- Opening Delimiter -
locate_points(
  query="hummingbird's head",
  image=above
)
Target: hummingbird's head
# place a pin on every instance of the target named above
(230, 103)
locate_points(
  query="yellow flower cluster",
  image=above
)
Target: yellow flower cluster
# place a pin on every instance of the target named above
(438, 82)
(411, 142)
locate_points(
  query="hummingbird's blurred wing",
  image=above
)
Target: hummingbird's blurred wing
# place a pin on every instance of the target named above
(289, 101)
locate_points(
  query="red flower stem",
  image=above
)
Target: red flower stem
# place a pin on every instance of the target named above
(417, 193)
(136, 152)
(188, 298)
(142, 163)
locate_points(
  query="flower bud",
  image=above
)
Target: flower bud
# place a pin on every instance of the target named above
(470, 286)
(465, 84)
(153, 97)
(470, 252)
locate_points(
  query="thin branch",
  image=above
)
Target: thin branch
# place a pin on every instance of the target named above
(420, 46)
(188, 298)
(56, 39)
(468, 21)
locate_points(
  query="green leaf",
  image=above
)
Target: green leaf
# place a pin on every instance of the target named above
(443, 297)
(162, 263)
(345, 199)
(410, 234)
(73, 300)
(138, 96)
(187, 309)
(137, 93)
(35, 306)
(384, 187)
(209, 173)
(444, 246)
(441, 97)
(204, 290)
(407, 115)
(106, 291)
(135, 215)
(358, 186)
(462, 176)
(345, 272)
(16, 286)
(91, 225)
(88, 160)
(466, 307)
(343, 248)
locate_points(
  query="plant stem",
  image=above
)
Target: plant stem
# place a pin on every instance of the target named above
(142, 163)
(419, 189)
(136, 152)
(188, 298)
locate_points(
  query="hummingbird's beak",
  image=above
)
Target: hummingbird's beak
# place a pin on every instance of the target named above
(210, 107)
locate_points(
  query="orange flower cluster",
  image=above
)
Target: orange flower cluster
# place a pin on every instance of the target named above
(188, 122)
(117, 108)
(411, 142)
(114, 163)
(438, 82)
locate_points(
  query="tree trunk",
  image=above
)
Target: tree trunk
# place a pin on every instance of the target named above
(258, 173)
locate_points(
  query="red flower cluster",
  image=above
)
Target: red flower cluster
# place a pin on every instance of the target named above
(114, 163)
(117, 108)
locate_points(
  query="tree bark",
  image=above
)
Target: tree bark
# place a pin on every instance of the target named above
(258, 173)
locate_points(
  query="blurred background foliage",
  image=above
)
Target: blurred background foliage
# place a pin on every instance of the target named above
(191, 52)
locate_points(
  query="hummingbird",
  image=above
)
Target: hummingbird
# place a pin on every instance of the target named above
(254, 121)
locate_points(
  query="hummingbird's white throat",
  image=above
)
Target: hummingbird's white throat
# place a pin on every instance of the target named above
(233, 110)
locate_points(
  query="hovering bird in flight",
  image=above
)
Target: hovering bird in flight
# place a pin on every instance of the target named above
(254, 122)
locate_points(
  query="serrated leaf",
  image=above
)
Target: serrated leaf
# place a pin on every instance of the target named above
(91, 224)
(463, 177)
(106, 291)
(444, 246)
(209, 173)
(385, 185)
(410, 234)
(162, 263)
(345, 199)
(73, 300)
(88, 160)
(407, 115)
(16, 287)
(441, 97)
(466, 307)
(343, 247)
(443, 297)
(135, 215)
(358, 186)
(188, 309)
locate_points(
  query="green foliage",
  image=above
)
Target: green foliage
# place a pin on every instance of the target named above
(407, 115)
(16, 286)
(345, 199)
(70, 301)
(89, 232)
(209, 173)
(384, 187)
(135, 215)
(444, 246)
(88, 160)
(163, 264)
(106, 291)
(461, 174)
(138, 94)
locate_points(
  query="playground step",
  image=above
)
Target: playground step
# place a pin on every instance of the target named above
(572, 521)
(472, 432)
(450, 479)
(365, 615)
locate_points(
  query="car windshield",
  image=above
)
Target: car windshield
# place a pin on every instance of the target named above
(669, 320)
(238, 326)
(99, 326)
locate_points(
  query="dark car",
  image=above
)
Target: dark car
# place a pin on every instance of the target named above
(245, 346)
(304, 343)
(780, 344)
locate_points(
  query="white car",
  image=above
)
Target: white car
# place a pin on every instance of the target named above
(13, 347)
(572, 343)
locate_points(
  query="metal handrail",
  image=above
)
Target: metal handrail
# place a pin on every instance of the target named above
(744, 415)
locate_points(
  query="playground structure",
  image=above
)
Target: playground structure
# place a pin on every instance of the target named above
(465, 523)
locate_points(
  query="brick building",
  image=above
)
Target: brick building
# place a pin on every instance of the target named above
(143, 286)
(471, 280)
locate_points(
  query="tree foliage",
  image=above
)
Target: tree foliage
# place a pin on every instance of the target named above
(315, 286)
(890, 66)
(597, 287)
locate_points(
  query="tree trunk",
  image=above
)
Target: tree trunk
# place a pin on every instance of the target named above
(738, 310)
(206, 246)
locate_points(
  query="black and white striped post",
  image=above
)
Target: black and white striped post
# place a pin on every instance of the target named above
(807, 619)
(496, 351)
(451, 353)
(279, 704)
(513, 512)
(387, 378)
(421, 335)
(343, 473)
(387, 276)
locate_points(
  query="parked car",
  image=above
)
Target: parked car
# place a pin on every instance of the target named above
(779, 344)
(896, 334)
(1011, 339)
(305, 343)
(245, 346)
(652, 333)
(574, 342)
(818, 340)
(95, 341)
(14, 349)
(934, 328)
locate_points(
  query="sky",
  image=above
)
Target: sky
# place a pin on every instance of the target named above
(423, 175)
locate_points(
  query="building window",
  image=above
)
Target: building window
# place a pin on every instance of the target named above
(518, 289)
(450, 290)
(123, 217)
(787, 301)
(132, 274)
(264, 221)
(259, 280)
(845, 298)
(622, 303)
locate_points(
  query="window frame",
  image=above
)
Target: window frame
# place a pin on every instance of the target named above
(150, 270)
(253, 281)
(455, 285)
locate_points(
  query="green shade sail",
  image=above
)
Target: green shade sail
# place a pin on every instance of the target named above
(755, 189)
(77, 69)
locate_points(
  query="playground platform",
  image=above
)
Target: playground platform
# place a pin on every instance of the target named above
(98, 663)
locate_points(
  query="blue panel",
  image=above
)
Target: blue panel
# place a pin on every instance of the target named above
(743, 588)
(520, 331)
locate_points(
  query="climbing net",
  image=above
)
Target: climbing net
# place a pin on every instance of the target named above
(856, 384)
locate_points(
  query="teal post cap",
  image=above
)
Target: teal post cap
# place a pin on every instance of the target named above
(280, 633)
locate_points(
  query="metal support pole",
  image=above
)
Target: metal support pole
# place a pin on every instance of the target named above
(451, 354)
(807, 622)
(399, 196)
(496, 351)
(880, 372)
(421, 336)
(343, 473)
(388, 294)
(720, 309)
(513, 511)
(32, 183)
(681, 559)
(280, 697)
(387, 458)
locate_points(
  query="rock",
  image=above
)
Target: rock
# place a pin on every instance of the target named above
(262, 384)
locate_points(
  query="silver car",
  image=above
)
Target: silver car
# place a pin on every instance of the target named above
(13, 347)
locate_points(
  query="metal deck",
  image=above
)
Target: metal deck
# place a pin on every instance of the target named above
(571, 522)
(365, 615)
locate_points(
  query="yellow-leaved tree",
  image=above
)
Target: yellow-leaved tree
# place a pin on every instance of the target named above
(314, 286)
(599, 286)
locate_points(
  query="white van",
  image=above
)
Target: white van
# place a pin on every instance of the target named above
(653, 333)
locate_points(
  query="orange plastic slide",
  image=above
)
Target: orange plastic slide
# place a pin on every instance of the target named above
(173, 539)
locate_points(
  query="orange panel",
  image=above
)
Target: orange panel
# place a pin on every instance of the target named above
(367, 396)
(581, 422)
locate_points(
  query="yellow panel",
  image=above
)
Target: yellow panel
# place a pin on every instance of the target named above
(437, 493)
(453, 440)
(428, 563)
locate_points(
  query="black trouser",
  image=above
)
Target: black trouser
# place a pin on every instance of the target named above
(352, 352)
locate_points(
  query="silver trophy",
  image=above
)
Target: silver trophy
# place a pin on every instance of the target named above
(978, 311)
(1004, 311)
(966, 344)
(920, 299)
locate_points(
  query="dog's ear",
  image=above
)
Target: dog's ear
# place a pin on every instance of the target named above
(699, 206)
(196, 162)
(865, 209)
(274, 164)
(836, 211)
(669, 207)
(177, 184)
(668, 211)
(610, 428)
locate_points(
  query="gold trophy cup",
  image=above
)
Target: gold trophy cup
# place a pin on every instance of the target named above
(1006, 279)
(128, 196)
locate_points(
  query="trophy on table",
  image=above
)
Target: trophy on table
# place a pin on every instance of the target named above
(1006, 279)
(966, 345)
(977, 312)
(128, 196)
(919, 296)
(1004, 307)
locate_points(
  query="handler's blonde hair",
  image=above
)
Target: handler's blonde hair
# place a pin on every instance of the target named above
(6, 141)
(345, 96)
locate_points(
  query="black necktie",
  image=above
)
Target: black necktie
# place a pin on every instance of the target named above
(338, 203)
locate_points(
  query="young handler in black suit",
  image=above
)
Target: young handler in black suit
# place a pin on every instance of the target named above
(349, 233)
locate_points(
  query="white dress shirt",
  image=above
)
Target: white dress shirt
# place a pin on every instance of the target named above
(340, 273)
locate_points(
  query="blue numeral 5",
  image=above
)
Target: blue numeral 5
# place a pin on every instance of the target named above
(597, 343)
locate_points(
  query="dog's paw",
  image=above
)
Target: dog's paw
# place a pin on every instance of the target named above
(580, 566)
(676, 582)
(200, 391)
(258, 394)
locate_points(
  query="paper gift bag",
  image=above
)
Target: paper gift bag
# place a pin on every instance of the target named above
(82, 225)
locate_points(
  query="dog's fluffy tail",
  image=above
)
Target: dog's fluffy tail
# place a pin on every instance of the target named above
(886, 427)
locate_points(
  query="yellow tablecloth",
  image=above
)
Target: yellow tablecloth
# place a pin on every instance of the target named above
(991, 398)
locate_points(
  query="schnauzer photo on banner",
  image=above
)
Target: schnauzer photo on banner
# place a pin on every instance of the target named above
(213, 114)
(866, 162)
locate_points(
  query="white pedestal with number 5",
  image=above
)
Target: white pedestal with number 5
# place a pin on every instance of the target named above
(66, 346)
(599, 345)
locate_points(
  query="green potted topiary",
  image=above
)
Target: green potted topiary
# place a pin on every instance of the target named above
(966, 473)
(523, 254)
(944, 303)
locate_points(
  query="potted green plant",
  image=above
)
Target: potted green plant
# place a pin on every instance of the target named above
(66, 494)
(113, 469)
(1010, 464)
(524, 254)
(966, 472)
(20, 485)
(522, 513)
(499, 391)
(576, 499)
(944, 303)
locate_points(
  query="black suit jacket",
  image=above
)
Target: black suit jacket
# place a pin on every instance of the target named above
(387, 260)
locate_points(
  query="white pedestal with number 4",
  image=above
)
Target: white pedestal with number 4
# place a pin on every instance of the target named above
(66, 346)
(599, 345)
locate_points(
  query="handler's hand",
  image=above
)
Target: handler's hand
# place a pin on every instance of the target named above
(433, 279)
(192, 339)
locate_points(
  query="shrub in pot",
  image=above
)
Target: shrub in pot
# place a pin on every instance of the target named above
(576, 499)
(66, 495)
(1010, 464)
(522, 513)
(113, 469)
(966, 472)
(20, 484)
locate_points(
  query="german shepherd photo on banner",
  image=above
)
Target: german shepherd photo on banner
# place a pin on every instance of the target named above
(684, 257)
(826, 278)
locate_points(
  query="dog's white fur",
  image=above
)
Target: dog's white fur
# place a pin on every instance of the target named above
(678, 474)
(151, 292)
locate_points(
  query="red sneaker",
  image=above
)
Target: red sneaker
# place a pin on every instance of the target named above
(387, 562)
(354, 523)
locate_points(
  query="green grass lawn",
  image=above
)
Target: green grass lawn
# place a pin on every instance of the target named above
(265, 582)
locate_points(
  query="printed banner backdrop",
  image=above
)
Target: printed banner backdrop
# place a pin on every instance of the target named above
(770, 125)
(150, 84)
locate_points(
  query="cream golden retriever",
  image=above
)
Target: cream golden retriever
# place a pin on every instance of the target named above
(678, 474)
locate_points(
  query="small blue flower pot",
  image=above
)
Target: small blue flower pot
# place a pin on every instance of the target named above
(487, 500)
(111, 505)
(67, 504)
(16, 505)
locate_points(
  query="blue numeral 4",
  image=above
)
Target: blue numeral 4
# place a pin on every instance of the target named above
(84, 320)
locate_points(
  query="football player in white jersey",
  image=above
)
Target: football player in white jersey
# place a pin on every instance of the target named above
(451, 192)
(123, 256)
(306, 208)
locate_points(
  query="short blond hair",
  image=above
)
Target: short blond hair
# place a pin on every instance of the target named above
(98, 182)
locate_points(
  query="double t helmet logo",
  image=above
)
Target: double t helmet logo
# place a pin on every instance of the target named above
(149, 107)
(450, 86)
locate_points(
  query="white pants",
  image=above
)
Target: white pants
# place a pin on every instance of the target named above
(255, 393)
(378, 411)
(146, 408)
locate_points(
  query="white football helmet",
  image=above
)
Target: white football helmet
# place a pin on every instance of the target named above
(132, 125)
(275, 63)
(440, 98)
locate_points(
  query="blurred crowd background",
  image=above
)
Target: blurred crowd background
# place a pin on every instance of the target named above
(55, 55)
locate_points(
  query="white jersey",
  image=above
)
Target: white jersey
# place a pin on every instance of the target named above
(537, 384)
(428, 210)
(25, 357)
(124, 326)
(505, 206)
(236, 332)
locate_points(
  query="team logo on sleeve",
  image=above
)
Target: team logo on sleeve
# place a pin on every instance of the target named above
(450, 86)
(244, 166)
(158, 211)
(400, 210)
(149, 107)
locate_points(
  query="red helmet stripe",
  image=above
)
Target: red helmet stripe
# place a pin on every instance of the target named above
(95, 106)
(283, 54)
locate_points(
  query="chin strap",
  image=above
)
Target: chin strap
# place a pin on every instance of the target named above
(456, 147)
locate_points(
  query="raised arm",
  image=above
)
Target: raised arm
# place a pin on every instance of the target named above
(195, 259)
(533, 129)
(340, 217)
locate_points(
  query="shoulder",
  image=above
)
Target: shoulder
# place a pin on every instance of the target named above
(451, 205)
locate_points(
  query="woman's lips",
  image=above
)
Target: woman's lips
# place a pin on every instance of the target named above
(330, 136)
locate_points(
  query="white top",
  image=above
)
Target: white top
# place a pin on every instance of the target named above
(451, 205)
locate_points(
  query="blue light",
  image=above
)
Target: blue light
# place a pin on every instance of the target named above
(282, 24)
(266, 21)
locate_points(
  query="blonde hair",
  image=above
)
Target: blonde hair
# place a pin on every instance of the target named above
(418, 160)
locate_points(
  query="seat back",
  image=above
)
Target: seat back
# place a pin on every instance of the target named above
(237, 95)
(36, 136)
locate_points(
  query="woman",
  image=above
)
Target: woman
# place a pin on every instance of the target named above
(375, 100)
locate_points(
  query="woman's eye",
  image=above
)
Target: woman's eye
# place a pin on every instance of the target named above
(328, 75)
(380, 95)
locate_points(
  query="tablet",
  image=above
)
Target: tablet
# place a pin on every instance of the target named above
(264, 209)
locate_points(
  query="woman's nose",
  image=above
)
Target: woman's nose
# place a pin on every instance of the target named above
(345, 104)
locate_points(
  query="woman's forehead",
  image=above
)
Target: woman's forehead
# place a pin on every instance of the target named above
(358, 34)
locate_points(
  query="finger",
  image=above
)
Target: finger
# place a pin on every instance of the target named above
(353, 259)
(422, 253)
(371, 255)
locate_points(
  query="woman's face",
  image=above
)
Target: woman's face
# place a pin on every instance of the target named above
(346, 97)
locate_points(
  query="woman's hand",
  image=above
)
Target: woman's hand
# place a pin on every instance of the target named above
- Closing Delimiter -
◆ **EXERCISE DIRECTIONS**
Your answer must be every line from the listing above that holds the string "sneaker".

◆ **FINAL ANSWER**
  query="red sneaker",
Target: red sneaker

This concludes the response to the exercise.